--- Collected data entries ---
***

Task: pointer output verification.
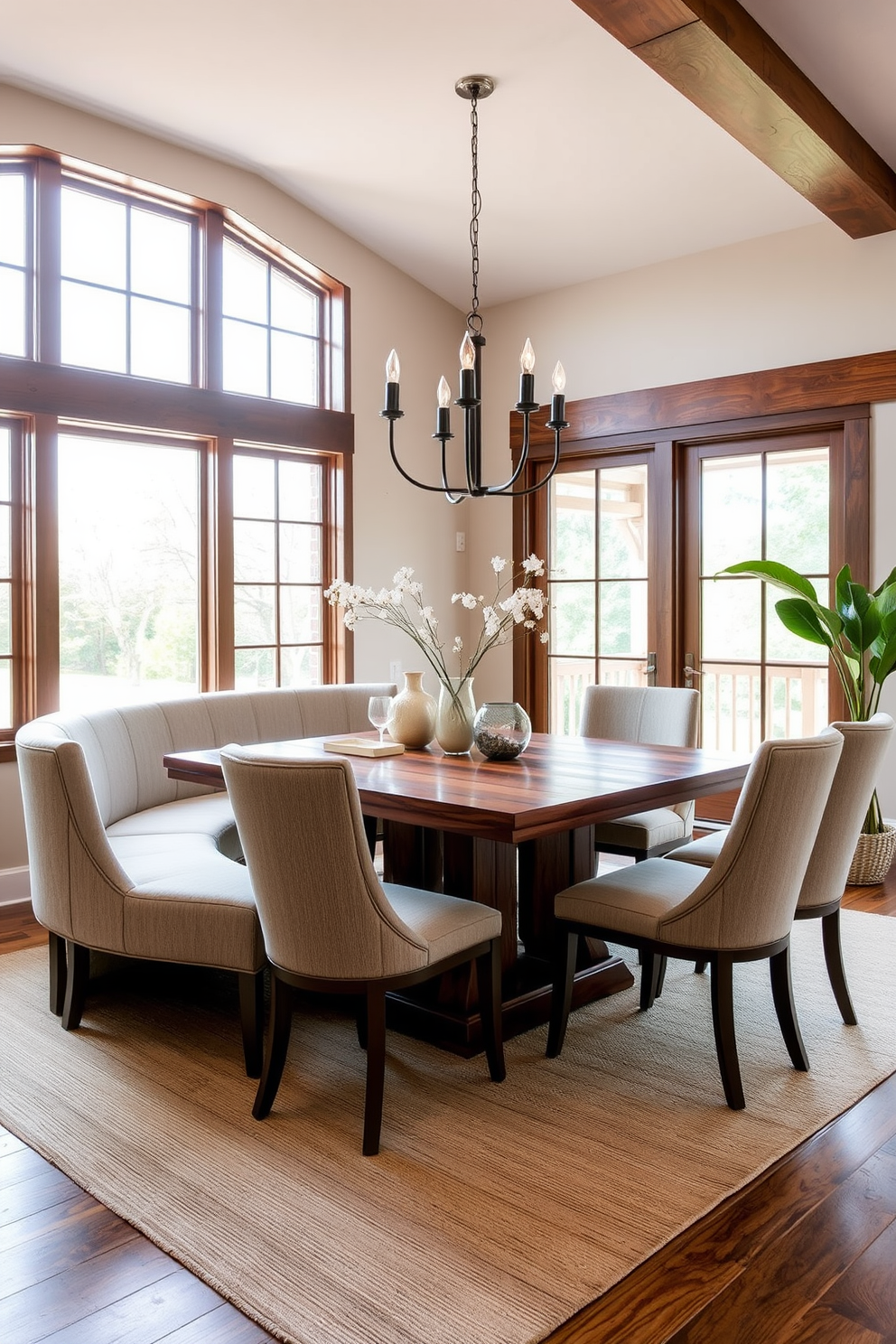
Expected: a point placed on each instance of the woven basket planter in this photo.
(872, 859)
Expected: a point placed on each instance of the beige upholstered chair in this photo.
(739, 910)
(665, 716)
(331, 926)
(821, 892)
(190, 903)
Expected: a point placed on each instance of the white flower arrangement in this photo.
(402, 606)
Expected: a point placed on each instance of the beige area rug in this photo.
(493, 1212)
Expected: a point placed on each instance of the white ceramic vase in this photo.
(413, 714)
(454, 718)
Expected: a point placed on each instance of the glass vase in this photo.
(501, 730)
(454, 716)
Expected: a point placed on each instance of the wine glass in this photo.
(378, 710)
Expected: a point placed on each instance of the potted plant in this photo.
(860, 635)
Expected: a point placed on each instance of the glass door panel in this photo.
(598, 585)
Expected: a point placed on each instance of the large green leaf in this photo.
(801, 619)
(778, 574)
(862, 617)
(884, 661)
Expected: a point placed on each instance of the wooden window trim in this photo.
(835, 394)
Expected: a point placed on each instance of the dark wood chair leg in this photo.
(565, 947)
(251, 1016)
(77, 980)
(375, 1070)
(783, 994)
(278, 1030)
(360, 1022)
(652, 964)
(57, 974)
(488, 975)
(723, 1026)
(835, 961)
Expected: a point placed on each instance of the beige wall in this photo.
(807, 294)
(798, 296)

***

--- INSTRUCTIONS TO FOLLOW ---
From the line that contains "Expected: a point placed on each instance of the potted" down to the last line of the listing above, repeat each line exactly, and include nothing else.

--- TASK OUTPUT ---
Expected: a point placed on each instance of the potted plant in this photo.
(860, 635)
Expected: a point placed on each instance of the glass door panel in this photo.
(598, 585)
Expected: a point placed on each instance of the large green leaf in this photo.
(801, 619)
(778, 574)
(862, 617)
(884, 661)
Expected: a point placed on each instance of the wooden window trim in this photo.
(835, 394)
Expected: a point placed on each instance of the dark wood chair leg in this photo.
(565, 947)
(251, 1016)
(77, 980)
(375, 1070)
(783, 994)
(278, 1030)
(360, 1022)
(652, 964)
(57, 974)
(488, 975)
(723, 1026)
(835, 961)
Expected: a point placed on each instance of the beige wall in this photo.
(807, 294)
(798, 296)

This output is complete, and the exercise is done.